**Текст страницы**

....

Артисты Океанос исполняли оригинальный трюк с першами. Ольховиков держал в поясе перш, к верхнему концу которого было прикреплено кресло; в него-то и приходил артист, подброшенный доской и сделавший двойное сальто. Иногда на перш, на верху которого вместо кресла была уже специальная рогатка, взбирался Папазов и ловил на плечи Марьянкова, делавшего сальто-мортале с доски.

На репетициях мне приходилось видеть и такой трюк: Марьянков, стоявший на плечах у Папазова, ловил к себе на плечи второго партнера, делавшего заднее сальто с доски. К сожалению, этот трюк не был введен в номер.

В 1931 году Иван Константинович Папазов женился на моей сестре Марте и ушел из труппы Океанос. Вскоре ушли от Ольховикова Раев, Виноградов и Марьянков. Все они были ведущими исполнителями. После их ухода номер Океанос стал хуже, новые партнеры не смогли освоить наиболее трудные трюки.

У Л. С. Ольховикова было пристрастие к смене псевдонимов. Чаще всего это происходило при повторном приезде в тот или иной город или когда труппа слишком долго работала в одном цирке, а афишу надо было обновить. Любители цирка с первых же дней замечали обман, но недоразумений почти никогда не было.

....

**Содержимое набора данных**
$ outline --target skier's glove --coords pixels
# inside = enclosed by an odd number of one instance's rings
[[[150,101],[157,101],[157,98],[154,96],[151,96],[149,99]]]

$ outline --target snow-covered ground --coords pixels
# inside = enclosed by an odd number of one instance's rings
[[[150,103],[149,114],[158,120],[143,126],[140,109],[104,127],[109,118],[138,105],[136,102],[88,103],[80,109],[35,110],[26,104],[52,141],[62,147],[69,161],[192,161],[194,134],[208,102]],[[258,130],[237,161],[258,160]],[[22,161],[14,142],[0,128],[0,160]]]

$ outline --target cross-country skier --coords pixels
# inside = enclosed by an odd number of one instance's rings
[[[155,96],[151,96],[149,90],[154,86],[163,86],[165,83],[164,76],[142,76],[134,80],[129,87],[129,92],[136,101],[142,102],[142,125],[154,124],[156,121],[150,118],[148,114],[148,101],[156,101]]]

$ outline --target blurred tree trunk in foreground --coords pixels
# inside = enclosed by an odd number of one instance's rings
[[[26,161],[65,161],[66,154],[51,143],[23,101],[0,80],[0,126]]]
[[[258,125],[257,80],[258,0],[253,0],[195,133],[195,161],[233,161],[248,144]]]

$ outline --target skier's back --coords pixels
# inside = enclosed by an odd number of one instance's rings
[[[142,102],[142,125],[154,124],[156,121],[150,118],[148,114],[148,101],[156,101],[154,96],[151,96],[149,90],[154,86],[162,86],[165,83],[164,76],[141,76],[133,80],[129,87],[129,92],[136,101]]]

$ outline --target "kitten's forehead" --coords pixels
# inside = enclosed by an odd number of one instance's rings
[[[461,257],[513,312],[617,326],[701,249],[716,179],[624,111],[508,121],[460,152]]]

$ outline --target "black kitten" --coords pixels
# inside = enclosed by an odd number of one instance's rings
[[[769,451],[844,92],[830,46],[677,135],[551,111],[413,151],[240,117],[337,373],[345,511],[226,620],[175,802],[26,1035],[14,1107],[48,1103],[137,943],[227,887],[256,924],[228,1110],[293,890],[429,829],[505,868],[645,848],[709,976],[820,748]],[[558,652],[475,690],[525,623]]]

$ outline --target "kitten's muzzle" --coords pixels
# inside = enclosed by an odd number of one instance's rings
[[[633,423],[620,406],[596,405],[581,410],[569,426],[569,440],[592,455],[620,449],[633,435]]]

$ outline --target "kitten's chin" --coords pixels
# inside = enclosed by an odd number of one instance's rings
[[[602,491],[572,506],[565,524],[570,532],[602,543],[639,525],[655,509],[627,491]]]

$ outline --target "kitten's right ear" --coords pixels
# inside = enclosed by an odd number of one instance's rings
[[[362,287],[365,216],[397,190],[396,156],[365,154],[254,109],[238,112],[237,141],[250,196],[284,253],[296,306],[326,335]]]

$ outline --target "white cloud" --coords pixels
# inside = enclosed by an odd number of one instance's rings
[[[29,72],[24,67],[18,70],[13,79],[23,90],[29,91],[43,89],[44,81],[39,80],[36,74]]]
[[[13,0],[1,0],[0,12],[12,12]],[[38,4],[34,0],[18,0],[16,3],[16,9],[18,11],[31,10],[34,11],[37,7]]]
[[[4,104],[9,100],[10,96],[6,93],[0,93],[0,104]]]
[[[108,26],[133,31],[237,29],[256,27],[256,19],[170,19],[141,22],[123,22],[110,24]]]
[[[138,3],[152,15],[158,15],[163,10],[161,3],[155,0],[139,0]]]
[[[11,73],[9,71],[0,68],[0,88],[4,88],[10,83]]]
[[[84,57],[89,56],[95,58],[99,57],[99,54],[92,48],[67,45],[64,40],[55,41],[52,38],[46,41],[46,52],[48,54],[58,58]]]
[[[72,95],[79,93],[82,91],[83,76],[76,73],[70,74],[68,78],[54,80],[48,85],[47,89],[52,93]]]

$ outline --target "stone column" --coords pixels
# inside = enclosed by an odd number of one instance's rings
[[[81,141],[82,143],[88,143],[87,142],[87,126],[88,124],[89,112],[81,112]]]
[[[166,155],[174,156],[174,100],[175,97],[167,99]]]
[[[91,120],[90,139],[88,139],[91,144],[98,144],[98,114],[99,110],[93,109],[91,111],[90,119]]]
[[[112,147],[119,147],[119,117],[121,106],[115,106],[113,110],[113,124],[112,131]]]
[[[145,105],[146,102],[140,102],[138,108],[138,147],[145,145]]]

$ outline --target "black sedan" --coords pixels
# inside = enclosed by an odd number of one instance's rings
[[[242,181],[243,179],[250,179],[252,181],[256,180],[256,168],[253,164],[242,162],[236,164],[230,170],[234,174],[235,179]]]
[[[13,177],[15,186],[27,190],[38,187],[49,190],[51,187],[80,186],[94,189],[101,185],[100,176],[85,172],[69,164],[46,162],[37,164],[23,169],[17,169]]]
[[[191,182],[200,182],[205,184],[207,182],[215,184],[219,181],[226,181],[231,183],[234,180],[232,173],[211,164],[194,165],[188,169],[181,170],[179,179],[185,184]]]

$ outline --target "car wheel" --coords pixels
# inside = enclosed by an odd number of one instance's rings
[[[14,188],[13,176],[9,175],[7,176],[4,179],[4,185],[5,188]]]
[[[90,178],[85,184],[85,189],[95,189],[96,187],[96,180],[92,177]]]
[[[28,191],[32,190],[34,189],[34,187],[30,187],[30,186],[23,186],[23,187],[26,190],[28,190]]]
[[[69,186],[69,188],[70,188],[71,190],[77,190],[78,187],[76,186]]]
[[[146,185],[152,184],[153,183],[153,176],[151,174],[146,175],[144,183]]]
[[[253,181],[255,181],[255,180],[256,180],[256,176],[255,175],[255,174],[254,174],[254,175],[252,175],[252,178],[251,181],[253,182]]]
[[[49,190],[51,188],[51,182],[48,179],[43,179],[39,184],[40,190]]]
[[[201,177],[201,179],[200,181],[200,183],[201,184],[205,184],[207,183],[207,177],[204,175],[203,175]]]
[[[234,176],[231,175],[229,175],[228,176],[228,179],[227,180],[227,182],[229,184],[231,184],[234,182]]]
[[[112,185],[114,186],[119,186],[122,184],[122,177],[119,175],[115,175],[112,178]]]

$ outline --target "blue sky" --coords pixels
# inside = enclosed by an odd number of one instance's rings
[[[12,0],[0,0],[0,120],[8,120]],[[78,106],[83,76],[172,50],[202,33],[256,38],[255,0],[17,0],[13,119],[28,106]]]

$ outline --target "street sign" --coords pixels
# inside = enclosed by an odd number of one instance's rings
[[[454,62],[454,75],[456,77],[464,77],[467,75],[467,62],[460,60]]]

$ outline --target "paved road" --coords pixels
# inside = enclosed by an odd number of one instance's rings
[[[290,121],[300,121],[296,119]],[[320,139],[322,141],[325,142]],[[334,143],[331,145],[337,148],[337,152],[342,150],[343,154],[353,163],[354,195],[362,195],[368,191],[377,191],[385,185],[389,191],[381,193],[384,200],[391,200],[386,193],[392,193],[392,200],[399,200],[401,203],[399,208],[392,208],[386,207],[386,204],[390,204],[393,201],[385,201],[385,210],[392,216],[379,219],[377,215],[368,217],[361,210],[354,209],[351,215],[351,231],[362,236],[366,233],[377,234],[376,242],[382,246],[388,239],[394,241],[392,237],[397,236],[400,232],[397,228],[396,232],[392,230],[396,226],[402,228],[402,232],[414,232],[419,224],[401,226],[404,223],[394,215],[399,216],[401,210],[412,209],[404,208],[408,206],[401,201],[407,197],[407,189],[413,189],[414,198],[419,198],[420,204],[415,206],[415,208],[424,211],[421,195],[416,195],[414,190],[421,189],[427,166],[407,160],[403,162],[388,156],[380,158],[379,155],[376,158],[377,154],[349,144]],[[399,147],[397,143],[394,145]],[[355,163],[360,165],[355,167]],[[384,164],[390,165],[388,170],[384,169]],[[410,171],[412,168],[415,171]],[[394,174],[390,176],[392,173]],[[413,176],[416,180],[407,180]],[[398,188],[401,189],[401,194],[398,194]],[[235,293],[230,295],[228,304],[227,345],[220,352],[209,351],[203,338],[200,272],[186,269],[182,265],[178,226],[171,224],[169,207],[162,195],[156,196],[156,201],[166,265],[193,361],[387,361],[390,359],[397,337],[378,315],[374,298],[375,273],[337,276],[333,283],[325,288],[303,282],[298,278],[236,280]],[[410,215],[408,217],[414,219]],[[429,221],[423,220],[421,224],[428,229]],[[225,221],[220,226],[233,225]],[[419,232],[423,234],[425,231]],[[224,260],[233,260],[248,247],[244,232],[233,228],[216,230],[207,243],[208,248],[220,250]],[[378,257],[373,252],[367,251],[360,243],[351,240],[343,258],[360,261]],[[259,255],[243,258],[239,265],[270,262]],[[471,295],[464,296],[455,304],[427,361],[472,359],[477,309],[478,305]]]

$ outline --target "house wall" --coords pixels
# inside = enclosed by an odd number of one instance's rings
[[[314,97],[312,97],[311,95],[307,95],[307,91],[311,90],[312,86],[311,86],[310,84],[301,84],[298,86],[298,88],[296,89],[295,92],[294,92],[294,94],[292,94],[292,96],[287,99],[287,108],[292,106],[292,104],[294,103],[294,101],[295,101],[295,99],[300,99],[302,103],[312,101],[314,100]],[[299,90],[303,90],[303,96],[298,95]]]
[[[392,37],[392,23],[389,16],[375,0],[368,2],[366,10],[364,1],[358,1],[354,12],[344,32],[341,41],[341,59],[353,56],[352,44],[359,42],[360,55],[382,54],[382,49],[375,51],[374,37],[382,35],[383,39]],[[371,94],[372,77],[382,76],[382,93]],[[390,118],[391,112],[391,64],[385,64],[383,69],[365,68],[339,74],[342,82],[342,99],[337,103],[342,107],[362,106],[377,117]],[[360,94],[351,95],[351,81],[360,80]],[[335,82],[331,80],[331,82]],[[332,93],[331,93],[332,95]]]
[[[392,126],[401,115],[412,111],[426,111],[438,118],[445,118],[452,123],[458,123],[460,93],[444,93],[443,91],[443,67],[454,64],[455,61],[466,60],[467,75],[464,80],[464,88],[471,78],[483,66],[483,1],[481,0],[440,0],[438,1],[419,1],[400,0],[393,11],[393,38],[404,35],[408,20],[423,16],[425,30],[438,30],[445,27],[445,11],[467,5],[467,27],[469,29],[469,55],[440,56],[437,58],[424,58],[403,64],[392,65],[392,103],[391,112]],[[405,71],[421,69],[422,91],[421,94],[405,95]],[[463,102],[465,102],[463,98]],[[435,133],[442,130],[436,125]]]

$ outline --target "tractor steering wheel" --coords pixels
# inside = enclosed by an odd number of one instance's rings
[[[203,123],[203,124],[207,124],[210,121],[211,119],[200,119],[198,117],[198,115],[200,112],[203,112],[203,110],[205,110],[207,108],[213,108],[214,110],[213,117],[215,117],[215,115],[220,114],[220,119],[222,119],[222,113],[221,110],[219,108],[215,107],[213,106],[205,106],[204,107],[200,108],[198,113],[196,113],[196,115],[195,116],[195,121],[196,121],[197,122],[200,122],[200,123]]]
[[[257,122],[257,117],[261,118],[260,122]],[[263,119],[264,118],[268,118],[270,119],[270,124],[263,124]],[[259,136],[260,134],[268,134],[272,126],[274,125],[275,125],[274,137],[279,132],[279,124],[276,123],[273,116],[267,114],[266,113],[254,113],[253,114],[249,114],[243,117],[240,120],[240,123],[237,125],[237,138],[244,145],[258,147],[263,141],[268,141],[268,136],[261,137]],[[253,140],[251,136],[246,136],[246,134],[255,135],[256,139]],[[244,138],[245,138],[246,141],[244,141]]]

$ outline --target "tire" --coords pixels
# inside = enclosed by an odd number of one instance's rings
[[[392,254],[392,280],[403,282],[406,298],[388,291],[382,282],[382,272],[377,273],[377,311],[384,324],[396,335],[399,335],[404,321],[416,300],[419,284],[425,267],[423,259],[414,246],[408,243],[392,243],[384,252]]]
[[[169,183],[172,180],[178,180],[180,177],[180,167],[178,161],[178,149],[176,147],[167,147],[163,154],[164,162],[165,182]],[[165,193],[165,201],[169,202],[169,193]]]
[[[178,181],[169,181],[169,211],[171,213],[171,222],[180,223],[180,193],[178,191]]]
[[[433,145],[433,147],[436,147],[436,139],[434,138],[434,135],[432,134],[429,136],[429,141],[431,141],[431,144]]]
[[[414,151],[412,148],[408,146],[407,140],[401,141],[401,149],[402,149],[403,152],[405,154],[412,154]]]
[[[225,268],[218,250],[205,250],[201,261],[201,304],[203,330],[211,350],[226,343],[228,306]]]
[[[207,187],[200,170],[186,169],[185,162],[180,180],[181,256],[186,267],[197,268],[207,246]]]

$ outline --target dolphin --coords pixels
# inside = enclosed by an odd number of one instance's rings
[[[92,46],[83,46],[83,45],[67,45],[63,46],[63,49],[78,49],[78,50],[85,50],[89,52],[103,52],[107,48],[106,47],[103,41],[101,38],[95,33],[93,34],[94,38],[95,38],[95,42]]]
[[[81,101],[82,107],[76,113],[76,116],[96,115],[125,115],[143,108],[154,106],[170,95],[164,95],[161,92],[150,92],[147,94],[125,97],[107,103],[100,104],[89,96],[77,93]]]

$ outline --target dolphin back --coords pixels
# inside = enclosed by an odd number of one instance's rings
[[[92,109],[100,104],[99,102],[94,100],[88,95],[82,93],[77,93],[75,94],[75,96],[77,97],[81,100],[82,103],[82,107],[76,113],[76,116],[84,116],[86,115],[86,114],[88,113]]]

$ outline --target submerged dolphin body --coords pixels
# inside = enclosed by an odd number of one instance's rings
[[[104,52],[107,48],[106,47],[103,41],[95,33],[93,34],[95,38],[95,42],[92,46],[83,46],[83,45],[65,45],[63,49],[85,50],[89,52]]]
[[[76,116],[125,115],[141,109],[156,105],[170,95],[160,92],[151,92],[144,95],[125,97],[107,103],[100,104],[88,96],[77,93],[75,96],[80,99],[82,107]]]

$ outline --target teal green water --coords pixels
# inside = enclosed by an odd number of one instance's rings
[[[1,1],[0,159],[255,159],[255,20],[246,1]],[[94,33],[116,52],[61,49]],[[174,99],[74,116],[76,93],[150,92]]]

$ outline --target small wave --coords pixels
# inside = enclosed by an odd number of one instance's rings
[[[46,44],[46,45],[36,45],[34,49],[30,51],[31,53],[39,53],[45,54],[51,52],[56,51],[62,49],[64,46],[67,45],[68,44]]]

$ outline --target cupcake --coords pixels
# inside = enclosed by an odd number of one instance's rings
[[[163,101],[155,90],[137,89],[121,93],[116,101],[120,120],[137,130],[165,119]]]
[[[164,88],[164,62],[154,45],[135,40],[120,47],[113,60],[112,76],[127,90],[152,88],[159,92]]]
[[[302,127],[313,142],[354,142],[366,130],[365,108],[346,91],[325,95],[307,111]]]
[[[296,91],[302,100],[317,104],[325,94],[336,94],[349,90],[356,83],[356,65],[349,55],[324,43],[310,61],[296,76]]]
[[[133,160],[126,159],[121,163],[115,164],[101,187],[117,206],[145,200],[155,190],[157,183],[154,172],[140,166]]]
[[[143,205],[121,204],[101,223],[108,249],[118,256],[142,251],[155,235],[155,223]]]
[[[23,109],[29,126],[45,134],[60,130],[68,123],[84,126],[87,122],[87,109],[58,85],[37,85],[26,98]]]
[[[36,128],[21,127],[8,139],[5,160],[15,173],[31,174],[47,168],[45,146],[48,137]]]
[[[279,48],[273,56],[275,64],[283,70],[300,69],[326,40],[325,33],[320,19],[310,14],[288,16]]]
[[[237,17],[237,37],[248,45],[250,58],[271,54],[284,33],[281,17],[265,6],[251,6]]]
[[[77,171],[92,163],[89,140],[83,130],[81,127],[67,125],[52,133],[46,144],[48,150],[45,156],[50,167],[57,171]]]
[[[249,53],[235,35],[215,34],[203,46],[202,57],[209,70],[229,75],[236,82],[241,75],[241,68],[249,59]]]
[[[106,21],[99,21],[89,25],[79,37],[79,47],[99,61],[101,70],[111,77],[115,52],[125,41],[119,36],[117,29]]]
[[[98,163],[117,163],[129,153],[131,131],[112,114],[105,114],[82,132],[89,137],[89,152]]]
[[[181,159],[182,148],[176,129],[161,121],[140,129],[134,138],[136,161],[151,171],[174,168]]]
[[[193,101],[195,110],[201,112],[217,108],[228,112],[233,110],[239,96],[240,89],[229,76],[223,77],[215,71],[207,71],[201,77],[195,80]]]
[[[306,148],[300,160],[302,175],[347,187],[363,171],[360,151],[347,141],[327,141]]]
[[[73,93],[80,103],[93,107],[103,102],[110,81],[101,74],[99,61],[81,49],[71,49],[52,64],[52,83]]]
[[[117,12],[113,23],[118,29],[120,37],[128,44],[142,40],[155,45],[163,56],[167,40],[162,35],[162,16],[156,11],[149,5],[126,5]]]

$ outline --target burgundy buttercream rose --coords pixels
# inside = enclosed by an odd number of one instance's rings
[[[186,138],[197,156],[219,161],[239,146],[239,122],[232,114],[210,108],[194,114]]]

....

**Задание 1**
Определите, согласуются ли с текстом о труппе Океанос утверждения (a), (b) и (c). Для каждого дайте ответ «да» или «нет» и приведите решающие слова текста дословно: (a) трюк, в котором Марьянков на плечах у Папазова ловил второго партнера, вошел в номер; (b) Папазов ушел из труппы Океанос в 1931 году; (c) смена псевдонимов часто приводила к недоразумениям.
**Задание 2**
Подхватите текст о труппе Океанос и продолжите его сразу после последнего предложения.
Листинг взят из другого источника.

**Ответ 1**
(a) Нет: «К сожалению, этот трюк не был введен в номер».
(b) Да: «В 1931 году Иван Константинович Папазов женился на моей сестре Марте и ушел из труппы Океанос».
(c) Нет: «но недоразумений почти никогда не было».

**Ответ 2**
На этом можно было бы и прервать мой рассказ о знаменитой труппе Океанос, которую до сих пор помнят все старые артисты и любители цирка, если бы не одно досадное обстоятельство. В течение многих лет мы работали в одних и тех же цирках, и со временем Ольховиков заимствовал некоторые наши трюки. Как-то, встретившись с артистами Океанос после небольшого перерыва, мы увидели, что они уже под псевдонимом «Дон-Диего» показывают трюк с лестницей, исполняемый нами на двойной проволоке.

А однажды в Харькове мы увидели номер на двойной проволоке сестер Ольховиковых, очень похожий на наш. Девушки были смущены и вынуждены были извиниться за подражание. Мы с Мартой в этот период были в очень хорошей форме, и никакая конкуренция не страшила нас. Между тем матери этих девушек еще до революции исполняли подобный номер, но сестры Ольховиковы заимствовали наши трюки, и это их смутило, когда приехали мы, первые исполнители трюков. Такова была артистическая этика! А сейчас копировщик повторяет, иногда плохо, то, что он подсмотрел, и часто совсем не смущается, когда встречает автора трюков или номера, которому он подражает.

Прежние директора цирков запрещали демонстрацию одинаковых трюков разными артистами. Право на этот трюк предоставляли или тому, кто придумал его, или лучшим исполнителям.

Я не считаю это произволом. Ведь зритель приходит в цирк смотреть не соревнование между артистами, а разнообразную программу. А чем больше разнообразия в жанрах и трюках, тем интереснее цирковое представление. Я уверена, что отец никогда не стал бы делать с нами номер на двойной проволоке, если бы знал, что подобный уже существует.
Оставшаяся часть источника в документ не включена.